# [Required work]
Output every line from the beginning of the records through the line that contains "Put a dot on each instance of the stone masonry", exactly as it appears.

+++ Exercise data +++

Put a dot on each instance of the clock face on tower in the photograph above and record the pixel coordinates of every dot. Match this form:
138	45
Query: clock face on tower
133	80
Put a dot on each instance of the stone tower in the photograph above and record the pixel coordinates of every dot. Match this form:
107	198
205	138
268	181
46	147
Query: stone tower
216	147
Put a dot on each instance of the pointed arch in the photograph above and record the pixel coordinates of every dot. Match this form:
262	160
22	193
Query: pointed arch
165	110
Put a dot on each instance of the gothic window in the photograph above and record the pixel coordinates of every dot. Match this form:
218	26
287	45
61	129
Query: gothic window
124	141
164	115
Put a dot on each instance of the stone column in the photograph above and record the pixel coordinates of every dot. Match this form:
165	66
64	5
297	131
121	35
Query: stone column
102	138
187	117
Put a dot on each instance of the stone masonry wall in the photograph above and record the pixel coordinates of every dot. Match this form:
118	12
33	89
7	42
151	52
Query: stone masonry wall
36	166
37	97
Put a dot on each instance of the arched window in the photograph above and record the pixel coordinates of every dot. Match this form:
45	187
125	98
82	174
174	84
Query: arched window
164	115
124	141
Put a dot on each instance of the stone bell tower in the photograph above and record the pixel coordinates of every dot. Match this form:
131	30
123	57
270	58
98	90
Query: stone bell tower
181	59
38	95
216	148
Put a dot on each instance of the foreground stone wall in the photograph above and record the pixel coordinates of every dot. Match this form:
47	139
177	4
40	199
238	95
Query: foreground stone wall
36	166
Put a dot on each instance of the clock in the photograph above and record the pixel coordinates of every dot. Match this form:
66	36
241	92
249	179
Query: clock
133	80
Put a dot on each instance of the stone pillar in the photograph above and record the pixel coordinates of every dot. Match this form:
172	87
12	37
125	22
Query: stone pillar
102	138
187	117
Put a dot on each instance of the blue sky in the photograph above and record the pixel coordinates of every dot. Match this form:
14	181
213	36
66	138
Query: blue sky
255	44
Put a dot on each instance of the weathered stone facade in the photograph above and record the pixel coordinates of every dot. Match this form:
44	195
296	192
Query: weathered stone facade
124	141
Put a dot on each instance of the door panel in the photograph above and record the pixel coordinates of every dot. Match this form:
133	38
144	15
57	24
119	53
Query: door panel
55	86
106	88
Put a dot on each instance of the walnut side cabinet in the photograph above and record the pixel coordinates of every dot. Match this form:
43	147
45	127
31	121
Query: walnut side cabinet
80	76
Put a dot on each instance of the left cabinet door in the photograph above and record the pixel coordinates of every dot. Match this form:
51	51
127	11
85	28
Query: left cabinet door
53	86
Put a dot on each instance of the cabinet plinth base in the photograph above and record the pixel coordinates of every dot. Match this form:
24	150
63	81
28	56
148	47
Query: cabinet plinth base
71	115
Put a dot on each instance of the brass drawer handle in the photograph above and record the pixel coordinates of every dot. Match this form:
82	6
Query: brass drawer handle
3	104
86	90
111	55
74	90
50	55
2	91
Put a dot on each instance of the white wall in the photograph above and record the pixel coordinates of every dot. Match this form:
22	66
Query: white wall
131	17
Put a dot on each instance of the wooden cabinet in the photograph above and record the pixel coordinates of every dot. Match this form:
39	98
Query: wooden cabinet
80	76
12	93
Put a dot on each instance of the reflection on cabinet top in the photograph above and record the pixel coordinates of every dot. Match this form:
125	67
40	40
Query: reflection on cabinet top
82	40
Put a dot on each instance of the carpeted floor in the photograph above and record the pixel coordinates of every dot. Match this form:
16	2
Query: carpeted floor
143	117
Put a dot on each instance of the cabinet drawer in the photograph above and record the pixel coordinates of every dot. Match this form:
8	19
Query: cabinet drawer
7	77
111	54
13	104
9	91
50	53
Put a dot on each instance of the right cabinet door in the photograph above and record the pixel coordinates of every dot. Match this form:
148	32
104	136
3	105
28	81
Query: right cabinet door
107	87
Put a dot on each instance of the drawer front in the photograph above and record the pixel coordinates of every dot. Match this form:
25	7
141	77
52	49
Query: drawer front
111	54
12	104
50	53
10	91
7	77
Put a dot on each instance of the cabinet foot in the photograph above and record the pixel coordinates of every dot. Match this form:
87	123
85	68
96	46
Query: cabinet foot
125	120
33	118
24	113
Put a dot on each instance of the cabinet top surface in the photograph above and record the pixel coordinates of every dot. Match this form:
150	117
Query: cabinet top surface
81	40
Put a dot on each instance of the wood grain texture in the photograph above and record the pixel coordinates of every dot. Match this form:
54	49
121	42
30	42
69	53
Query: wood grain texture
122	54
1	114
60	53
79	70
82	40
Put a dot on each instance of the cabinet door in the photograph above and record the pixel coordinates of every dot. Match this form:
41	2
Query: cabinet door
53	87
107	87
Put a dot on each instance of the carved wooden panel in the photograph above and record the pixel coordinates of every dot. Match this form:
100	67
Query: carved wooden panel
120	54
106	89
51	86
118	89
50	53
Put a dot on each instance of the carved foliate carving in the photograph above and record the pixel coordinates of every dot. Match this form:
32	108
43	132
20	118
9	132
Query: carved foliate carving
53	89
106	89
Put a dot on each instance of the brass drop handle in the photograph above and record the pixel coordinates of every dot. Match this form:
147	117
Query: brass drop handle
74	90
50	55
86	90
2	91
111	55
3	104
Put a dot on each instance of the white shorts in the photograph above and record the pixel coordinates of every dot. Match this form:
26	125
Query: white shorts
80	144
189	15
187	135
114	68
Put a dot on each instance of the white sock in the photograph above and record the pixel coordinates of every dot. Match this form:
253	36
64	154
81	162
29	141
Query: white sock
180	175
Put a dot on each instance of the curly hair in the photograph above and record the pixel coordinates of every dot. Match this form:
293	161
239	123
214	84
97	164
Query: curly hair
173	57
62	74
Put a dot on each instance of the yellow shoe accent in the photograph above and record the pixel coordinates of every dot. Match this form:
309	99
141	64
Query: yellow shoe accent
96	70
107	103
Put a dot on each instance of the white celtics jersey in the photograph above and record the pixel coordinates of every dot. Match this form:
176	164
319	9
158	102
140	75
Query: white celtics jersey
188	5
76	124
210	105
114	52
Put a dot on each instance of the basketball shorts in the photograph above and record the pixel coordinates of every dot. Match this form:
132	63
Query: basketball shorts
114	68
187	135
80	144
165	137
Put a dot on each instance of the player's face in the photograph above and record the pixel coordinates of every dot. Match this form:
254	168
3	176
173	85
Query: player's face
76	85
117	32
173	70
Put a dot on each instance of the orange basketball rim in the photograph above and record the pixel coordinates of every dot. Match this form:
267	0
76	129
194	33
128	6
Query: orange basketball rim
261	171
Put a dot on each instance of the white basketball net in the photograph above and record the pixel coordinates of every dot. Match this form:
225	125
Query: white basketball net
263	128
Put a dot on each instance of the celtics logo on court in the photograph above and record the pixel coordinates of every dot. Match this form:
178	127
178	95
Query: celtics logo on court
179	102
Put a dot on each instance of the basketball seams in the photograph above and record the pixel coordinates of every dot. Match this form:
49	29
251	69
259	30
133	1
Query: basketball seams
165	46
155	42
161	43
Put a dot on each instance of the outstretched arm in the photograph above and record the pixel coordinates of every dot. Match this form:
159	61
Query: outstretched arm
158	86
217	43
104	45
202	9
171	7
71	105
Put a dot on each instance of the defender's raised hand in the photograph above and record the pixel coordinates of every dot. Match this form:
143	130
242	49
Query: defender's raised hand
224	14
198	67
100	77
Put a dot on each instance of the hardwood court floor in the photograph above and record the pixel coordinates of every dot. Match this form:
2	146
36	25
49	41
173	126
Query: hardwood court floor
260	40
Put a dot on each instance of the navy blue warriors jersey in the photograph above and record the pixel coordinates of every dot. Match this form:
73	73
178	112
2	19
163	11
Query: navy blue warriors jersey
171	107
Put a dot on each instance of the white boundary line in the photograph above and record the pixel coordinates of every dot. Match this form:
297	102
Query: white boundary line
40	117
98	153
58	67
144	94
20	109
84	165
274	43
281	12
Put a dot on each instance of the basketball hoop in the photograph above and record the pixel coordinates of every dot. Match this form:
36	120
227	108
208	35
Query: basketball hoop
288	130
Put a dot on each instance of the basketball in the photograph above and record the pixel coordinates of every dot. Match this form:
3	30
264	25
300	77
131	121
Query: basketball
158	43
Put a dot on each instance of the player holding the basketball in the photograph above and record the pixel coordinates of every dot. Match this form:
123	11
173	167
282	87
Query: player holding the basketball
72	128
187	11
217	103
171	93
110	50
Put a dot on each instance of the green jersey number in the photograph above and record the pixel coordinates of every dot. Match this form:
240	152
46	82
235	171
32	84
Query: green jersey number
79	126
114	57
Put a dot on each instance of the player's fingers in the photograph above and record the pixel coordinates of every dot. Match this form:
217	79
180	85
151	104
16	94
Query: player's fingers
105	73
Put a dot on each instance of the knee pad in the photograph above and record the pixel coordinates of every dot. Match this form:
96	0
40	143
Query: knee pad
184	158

+++

# [Answer to this exercise]
Put a dot on each instance of the clock face on tower in the photograph above and record the pixel coordinates of every dot. Match this form:
138	45
Query: clock face on tower
133	80
Put a dot on each instance of the stone tower in the photograph above and record the pixel coordinates of every dot. Match this form:
107	198
205	138
268	181
46	147
Query: stone tower
216	147
Put a dot on each instance of the pointed arch in the photograph above and record the pixel coordinates of every dot. Match this form:
262	160
22	193
Query: pointed arch
165	110
Put a dot on each instance of the gothic window in the photograph above and record the pixel coordinates of every dot. Match this form:
218	26
287	45
61	129
Query: gothic window
124	141
164	115
Put a dot on each instance of the stone column in the photograph above and record the pixel coordinates of every dot. Match this form:
165	66
64	5
297	131
121	35
Query: stone column
102	138
187	117
Put a dot on each instance of the stone masonry wall in the photograph above and record the pixel coordinates of every dot. Match this form:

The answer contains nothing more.